>> START

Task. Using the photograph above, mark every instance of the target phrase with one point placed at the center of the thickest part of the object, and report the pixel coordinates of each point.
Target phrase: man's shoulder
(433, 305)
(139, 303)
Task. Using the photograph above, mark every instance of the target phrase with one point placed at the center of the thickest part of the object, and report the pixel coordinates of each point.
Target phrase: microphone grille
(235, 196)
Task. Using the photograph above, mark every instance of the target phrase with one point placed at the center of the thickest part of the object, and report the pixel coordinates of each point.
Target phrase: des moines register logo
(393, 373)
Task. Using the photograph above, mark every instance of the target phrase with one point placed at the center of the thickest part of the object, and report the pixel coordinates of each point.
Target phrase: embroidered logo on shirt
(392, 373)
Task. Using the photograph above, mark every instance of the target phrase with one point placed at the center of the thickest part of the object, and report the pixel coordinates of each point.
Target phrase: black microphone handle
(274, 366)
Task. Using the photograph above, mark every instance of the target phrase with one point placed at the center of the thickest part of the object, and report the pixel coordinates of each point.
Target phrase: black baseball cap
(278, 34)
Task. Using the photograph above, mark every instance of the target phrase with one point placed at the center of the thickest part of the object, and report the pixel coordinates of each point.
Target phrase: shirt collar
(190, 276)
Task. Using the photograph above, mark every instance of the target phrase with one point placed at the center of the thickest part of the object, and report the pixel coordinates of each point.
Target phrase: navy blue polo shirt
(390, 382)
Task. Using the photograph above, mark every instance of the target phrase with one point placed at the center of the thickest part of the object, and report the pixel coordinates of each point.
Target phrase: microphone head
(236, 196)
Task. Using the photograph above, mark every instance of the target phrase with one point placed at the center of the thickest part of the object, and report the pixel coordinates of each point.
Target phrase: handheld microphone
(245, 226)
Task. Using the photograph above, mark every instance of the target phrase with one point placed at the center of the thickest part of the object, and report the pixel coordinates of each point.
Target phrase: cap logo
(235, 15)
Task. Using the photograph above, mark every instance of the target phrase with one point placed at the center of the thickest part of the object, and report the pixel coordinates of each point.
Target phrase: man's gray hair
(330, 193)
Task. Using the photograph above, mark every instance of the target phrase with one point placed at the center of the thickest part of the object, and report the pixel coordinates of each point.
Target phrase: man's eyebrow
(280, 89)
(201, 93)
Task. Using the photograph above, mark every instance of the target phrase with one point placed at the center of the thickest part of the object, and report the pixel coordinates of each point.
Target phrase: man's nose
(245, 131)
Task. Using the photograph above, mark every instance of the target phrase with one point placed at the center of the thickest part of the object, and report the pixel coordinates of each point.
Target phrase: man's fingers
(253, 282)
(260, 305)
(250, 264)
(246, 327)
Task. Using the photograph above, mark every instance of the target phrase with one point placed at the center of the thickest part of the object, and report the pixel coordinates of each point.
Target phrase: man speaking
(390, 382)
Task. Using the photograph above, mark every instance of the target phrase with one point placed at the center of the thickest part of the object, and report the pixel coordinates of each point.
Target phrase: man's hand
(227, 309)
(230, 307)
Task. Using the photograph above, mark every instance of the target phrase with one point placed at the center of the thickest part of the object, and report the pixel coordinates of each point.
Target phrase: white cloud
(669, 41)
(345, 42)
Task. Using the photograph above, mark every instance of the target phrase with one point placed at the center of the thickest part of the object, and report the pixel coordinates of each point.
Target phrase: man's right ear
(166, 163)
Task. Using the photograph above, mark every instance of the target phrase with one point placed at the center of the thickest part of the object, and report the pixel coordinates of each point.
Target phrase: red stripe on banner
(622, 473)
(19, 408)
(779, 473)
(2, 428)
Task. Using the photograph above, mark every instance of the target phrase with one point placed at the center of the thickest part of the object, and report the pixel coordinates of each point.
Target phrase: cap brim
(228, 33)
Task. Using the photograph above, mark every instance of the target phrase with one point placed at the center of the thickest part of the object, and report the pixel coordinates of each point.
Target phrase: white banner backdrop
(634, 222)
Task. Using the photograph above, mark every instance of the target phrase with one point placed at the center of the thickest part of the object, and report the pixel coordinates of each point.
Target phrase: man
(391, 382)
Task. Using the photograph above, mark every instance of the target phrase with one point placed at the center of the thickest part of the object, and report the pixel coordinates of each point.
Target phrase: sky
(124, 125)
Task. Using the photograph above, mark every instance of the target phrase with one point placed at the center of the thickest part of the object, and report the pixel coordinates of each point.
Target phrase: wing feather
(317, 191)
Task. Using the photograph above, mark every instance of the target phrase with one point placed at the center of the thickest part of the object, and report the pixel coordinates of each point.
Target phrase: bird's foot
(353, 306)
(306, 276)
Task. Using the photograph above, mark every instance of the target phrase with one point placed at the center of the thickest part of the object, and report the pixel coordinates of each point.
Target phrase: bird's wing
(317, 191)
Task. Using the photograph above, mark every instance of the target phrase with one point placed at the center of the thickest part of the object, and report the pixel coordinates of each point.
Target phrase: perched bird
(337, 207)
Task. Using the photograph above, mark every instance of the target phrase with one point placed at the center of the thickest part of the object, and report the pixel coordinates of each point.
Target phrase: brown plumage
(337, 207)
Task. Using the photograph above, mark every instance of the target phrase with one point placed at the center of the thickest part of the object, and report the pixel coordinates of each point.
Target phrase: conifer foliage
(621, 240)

>> END

## Problem to work on
Write the data out again in full and exactly.

## Output of the task
Task. Using the photograph above, mark every instance of the target phrase with one point placed at the center of the thickest part of the object, and report the pixel coordinates of each point.
Target phrase: man's shoulder
(433, 305)
(139, 303)
Task. Using the photograph above, mark every instance of the target phrase with one point placed at the center of the thickest part of the object, and report the pixel coordinates of each point.
Target phrase: microphone grille
(235, 196)
Task. Using the photograph above, mark every instance of the target phrase with one point placed at the center of the thickest part of the object, and report the pixel coordinates of each point.
Target phrase: des moines register logo
(393, 373)
Task. Using the photograph above, mark every instance of the target phrase with one point placed at the center of the thickest part of the object, and report the pixel coordinates of each point.
Target phrase: embroidered logo on shirt
(392, 373)
Task. Using the photograph above, mark every instance of the target phrase with one point placed at the center of the thickest part of the object, and report the pixel coordinates of each point.
Target phrase: black microphone handle
(274, 366)
Task. Using the photograph above, mark every instance of the target phrase with one point placed at the center of the thickest part of the object, and report the pixel coordinates of each point.
Target phrase: black baseball cap
(278, 34)
Task. Using the photograph above, mark every instance of the target phrase with one point placed at the center of the thickest part of the object, and report the pixel coordinates of each point.
Target phrase: shirt collar
(190, 276)
Task. Using the photograph above, mark every instance of the target phrase with one point placed at the center of the thickest part of the object, and report the pixel coordinates of each point.
Target phrase: navy blue polo shirt
(390, 382)
Task. Using the photograph above, mark every instance of the target phrase with one point placed at the center of the thickest part of the object, and report the pixel coordinates of each point.
Target phrase: microphone head
(236, 196)
Task. Using the photograph above, mark every instance of the target phrase with one point placed at the center of the thickest part of the object, and report the pixel coordinates of each point.
Target phrase: handheld microphone
(245, 226)
Task. Using the photograph above, mark every instance of the target phrase with one point placed at the center of the thickest part of the object, and report the pixel coordinates of each point.
Target phrase: cap logo
(235, 15)
Task. Using the photograph above, mark every instance of the target phrase with one point placed at the center of the thickest part of the object, and report the pixel coordinates of each point.
Target phrase: man's gray hair
(330, 193)
Task. Using the photograph above, mark every instance of the target phrase with one point placed at the center of the thickest part of the object, and report the pixel coordinates of each point.
Target phrase: man's eyebrow
(280, 89)
(201, 93)
Task. Using the photograph above, mark every instance of the target phrase with one point placed at the center of the thickest part of the object, and report the pixel coordinates of each point.
Target phrase: man's nose
(245, 131)
Task. Using the photograph above, mark every instance of the target phrase with one point placed at the center of the thickest part of the object, and report the pixel coordinates of each point.
Target phrase: man's fingers
(253, 282)
(260, 305)
(250, 264)
(246, 327)
Task. Using the photograph above, mark every instance of the target phrase with one point placed at the center of the thickest part of the object, and report the pixel coordinates of each point.
Target phrase: man speaking
(390, 382)
Task. Using the photograph above, mark every instance of the target phrase with one point placed at the center of the thickest part of the object, and report the pixel coordinates of each point.
Target phrase: man's hand
(227, 309)
(230, 307)
Task. Using the photograph above, mark every instance of the target phrase with one point placed at the center of the thickest part of the object, and report the pixel coordinates of each point.
Target phrase: white cloud
(669, 41)
(345, 42)
Task. Using the photograph above, mark every instance of the target phrase with one point placed at the center of the thickest part of the object, and report the pixel coordinates of each point.
Target phrase: man's right ear
(166, 163)
Task. Using the photograph above, mark every instance of the target phrase with one point placed at the center of the thickest part of the object, and report the pixel coordinates of each point.
Target phrase: red stripe on banner
(622, 473)
(19, 408)
(779, 473)
(2, 428)
Task. Using the photograph above, mark every instance of the target phrase with one point placed at the center of the thickest part of the object, and report the pixel coordinates of each point.
Target phrase: cap brim
(228, 33)
Task. Using the photograph above, mark every instance of the target phrase with one point placed at the center of the thickest part of the object, and report the pixel coordinates of each point.
Target phrase: white banner backdrop
(634, 222)
Task. Using the photograph above, mark every instance of the target phrase with one point placed at the center of the thickest part of the object, and report the pixel coordinates of each point.
Target phrase: man
(391, 382)
Task. Using the photograph above, mark every instance of the target phrase with one point placed at the center of the thickest part of the object, and report the pixel coordinates of each point.
Target phrase: sky
(124, 125)
Task. Using the photograph above, mark every instance of the target phrase with one point placed at the center of the thickest part of the object, and report the pixel coordinates of each point.
Target phrase: wing feather
(317, 191)
Task. Using the photograph above, mark every instance of the target phrase with one point placed at the center of the thickest part of the object, and report the pixel coordinates of each point.
Target phrase: bird's foot
(353, 306)
(306, 276)
Task. Using the photograph above, mark every instance of the target phrase with one point placed at the center of the thickest part of the object, and report the pixel coordinates of each point.
Target phrase: bird's wing
(317, 191)
Task. Using the photograph above, mark every instance of the target phrase with one point placed at the center of the thickest part of the object, and report the pixel coordinates of each point.
Target phrase: perched bird
(337, 207)
Task. Using the photograph above, mark every instance of the target phrase with one point placed at the center of the thickest part of the object, and report the pixel coordinates of each point.
Target phrase: brown plumage
(337, 207)
Task. Using the photograph above, mark every instance of the target phrase with one point placed at the center of the thickest part of the object, and report the pixel coordinates of each point.
Target phrase: conifer foliage
(621, 240)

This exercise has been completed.